- TO DO:
Extract every line below that contains the string "airplane", copying each one in full.

- PROVIDED DATA:

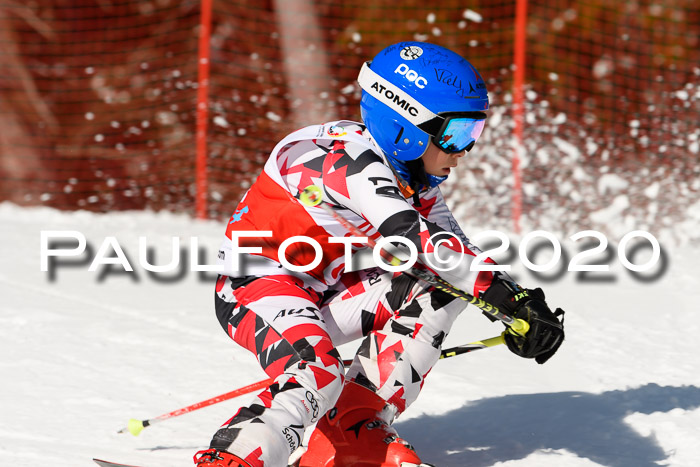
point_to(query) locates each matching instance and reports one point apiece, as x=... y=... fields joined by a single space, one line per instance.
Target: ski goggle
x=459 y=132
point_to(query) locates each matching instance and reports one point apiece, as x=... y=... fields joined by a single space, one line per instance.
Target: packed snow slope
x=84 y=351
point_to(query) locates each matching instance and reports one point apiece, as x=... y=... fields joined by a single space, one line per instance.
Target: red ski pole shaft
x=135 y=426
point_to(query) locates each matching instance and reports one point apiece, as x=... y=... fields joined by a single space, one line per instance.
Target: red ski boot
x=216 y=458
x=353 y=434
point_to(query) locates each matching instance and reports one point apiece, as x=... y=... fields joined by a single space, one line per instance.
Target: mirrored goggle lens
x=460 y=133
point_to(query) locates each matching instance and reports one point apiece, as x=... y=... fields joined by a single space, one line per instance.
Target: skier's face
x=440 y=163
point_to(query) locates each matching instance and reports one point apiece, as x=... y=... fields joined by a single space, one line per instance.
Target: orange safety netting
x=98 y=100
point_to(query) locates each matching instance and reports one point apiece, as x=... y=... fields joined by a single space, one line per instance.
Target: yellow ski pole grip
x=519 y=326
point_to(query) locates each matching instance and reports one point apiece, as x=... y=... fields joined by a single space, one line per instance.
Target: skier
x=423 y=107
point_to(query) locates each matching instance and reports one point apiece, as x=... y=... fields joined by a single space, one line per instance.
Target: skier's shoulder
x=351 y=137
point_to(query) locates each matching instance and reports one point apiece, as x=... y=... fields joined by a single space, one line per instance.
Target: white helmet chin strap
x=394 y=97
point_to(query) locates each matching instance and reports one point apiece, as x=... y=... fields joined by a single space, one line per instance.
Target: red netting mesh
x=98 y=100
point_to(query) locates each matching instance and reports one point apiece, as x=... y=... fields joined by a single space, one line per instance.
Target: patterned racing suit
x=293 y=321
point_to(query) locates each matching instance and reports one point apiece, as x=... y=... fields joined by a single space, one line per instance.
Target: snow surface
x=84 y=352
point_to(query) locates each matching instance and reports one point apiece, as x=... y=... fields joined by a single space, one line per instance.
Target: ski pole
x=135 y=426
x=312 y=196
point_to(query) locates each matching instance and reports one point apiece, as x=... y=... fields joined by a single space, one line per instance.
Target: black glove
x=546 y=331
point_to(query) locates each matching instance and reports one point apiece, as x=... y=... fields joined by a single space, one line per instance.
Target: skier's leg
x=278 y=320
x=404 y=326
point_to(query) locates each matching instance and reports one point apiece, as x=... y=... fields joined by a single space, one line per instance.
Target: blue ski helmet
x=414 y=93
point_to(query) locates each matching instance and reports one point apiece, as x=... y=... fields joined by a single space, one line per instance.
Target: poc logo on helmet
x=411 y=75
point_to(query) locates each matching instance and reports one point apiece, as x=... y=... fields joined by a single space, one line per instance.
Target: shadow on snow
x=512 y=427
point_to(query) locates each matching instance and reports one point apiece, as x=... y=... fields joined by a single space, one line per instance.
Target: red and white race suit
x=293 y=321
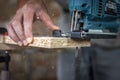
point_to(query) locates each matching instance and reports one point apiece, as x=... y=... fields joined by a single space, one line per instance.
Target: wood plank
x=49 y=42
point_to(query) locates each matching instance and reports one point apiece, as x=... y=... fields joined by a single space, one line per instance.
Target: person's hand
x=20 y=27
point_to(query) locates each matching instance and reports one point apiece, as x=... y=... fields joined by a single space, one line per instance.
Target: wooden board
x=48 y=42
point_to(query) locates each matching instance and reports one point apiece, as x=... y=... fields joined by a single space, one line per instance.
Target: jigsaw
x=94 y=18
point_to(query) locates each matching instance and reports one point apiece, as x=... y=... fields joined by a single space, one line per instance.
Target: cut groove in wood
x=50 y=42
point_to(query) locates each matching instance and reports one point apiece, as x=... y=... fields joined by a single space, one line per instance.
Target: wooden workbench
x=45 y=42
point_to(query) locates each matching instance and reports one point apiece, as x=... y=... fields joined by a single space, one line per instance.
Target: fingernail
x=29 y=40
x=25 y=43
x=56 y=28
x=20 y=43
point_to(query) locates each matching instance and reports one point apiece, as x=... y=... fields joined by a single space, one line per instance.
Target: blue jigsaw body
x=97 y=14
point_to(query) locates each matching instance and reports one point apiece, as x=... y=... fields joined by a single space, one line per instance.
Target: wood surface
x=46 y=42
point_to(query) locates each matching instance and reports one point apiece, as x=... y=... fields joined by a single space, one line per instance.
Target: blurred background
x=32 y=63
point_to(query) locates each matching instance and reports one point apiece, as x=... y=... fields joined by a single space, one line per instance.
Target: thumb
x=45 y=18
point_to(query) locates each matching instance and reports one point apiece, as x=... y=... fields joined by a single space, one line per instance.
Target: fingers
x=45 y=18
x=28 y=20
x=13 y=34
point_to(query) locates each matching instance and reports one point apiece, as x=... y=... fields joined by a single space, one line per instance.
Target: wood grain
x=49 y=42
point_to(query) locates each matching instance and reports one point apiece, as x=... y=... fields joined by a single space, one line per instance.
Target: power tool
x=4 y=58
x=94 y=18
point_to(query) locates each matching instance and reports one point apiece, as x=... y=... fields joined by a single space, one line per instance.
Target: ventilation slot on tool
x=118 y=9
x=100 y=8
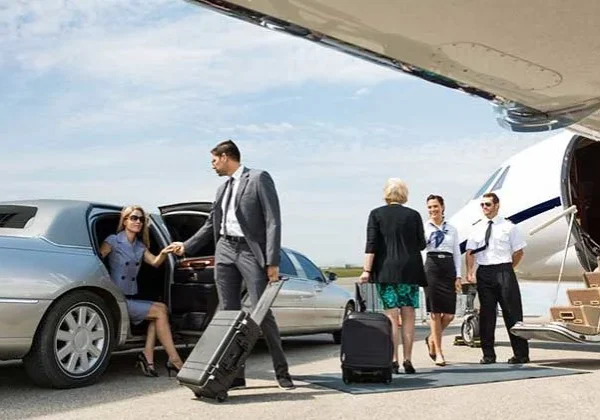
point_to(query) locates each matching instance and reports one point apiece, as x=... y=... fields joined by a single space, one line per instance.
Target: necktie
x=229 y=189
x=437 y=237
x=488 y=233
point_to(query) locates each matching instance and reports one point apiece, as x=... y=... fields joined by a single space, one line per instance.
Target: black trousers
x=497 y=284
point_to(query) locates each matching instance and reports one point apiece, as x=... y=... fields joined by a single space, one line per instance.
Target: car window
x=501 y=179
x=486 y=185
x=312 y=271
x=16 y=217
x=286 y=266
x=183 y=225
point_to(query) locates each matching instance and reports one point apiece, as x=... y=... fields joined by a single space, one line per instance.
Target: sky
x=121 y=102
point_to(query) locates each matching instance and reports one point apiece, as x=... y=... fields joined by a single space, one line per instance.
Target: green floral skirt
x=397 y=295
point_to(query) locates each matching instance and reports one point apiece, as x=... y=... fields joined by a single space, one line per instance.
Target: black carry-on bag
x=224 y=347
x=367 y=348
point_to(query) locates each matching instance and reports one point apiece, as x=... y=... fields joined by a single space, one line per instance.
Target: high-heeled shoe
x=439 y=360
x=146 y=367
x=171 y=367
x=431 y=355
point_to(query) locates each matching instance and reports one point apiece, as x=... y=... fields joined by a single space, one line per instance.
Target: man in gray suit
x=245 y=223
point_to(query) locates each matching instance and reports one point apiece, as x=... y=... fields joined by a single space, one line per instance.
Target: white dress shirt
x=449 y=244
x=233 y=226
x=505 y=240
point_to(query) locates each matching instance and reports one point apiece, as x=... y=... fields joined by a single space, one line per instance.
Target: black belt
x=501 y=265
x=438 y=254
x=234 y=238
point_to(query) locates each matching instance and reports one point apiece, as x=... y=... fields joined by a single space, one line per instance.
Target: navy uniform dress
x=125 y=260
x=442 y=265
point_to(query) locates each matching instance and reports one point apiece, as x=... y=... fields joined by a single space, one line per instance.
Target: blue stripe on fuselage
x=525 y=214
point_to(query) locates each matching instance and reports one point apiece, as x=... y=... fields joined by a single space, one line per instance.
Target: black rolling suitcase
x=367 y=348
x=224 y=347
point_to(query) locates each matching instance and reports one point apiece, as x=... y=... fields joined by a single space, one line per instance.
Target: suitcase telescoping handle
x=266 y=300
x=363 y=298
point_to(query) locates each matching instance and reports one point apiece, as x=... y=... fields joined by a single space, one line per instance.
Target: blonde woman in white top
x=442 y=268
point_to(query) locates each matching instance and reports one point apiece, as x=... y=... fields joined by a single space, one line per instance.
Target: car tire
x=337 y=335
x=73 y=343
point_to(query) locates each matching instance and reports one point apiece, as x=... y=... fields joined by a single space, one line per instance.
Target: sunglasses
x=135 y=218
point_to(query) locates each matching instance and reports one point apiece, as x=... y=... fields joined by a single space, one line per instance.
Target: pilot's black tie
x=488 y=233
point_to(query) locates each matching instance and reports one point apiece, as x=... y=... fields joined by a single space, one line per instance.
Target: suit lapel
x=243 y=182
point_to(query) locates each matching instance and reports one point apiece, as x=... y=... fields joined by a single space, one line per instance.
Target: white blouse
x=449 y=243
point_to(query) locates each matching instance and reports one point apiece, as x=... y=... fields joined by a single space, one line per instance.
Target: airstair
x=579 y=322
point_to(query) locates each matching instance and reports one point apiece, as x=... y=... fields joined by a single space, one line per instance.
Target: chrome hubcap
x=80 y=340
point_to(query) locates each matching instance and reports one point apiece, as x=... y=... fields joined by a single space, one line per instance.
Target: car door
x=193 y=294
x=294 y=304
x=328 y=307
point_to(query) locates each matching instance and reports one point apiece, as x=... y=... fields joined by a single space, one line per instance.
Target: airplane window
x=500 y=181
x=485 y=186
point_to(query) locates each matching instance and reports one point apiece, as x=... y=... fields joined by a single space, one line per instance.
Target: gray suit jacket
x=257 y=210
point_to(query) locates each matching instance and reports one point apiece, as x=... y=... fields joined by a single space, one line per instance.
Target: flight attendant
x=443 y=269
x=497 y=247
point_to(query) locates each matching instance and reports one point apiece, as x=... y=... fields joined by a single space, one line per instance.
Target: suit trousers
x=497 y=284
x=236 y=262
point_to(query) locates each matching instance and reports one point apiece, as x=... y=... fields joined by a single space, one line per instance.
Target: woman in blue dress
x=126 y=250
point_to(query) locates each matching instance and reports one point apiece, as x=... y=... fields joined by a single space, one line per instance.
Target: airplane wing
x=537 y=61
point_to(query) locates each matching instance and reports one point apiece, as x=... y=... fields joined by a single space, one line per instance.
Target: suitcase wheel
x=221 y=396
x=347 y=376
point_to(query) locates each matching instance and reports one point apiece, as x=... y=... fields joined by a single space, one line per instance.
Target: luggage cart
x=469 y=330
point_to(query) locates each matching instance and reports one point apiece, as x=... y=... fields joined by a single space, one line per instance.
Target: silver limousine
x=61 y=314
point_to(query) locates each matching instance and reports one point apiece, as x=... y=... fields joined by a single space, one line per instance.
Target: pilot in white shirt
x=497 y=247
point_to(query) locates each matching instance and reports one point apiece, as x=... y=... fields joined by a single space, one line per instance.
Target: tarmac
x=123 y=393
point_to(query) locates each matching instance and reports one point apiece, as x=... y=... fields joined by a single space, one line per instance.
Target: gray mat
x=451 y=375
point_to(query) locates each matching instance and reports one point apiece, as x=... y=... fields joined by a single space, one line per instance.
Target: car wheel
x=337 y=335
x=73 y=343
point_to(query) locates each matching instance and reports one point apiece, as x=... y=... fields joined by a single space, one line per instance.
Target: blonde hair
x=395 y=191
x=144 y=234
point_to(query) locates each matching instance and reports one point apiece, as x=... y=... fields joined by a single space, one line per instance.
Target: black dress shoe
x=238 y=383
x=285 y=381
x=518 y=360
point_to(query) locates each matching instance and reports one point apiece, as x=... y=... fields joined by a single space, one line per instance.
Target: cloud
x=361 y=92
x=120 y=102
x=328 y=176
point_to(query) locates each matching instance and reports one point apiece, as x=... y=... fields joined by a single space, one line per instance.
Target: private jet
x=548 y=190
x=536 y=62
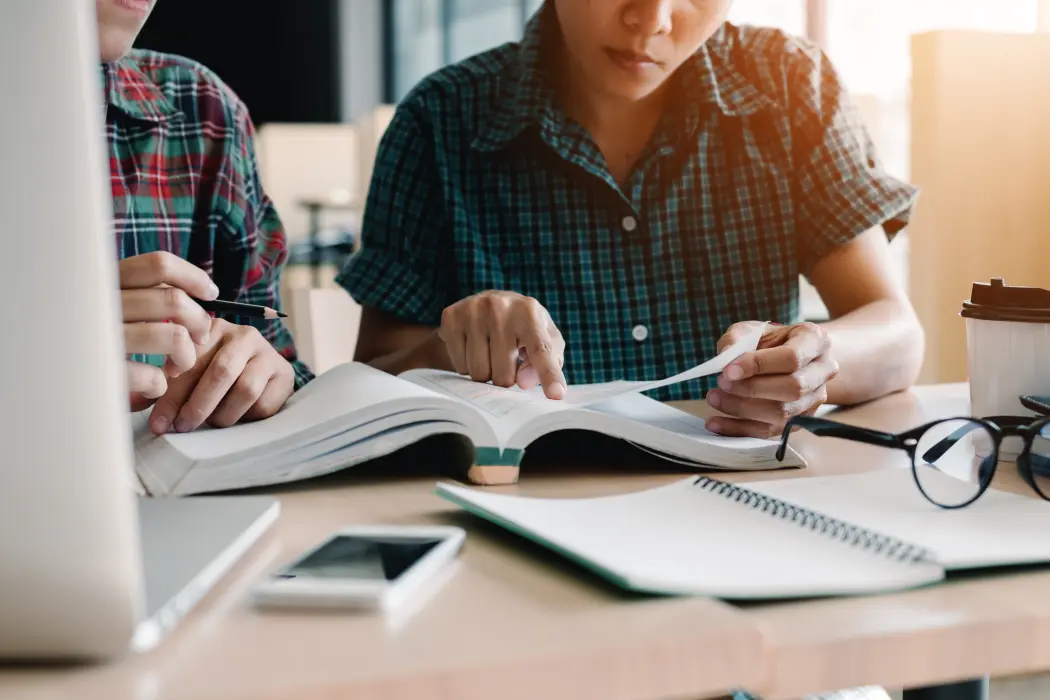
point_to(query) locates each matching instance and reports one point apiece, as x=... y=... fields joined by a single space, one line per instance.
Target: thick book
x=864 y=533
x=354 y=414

- THE COMPLETED TASK:
Target: airplane window
Target: airplane wing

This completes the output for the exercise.